*SOURCE*
● ● ● ● ●

# Forum Home Renovation Flooring  sarking - shiny side facing ground or blue side?

## hitsam

Hi. 
Just joined... great place you got here  :2thumbsup:  
I'm looking to insulate under my house, timber floor on stumps. 
I've decided to use sarking but I'm confused about which way to attach it. 
Should I have the shiny side facing the ground or the blue side facing the ground? 
Thanks.

----------


## autogenous

If shiny side up gets covered in dust will it still reflect temperature? 
It sounds like, if you scream in a forrest with no one there will any one hear you  :Biggrin:

----------


## nww1969

> If shiny side up gets covered in dust will it still reflect temperature? 
> It sounds like, if you scream in a forrest with no one there will any one hear you

  Yeah I can see where your going with that one. 
But my understanding is the only reason they paint one side blue is to try
and stop the glare for the builders,.
can you imagine a nice sunny day and a roofer trying to do his job roofing
looking at the silver reflection, blue cuts the reflection down.

----------


## hitsam

> If shiny side up gets covered in dust will it still reflect temperature?

  Ok fair point, leaning towards blue side down, anyone else?   

> It sounds like, if you scream in a forrest with no one there will any one hear you

  
Or perhaps... 
If a man speaks in a forest and there is no woman around to hear him,
is he still wrong?  :Cool:

----------


## Bedford

Hi Hitsam, whenever we've done this we put the reflective (silver) side down as instructed by building inspectors. 
. You may also need to put bats in between the joists to increase the affectivness.

----------


## Bloss

This handbook is useful to show how things go together for insulation.  http://www.icanz.org.au/pdf/17132_ICANZ_HANDBOOK.pdf 
For example for a timber floor there is 19mm of timber and you can have regular sarking foil attached to the bottom of the joists. 
If you want to have batts too you use breathable foil such as is used in wall wrapping (but not as roof sarking). 
Depends which direction you are trying to have the biggest effect - heat flowing down (from inside the building in winter) or heat flowing up into the house in summer. Most effective is winter use and for that the shiny side should face up in a retrofit (glare is not an issue) - difference is not huge though - and you can get shiny both sides too! Worth paying for the better quality foils too - more substantial harder to damage etc. 
See here - biggish file though (1.2MB)   http://www.timber.org.au/resources/I...%20Systems.pdf 
See sheet 2 on page 30. Note that the effectiveness is quite different with an open or enclosed sub floor.

----------


## Bloss

> Hi Hitsam, whenever we've done this we put the reflective (silver) side down as instructed by building inspectors. 
> . You may also need to put bats in between the joists to increase the affectivness.

● ● ● ● ●

*MATERIAL SHOWN*

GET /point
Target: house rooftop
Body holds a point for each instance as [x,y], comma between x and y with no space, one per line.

● ● ● ● ●

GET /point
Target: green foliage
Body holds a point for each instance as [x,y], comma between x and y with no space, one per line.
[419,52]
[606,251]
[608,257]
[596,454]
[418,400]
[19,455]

● ● ● ● ●

*EXERCISE DETAILS*
Swap "fair point" for "good point" in the part of the sarking thread starting with "Ok fair point, leaning" and going on through "Or perhaps...", then write out that part. These records come from a separate source.

*REPLY TO THE EXERCISE*
Ok good point, leaning towards blue side down, anyone else?   

> It sounds like, if you scream in a forrest with no one there will any one hear you

  
Or perhaps...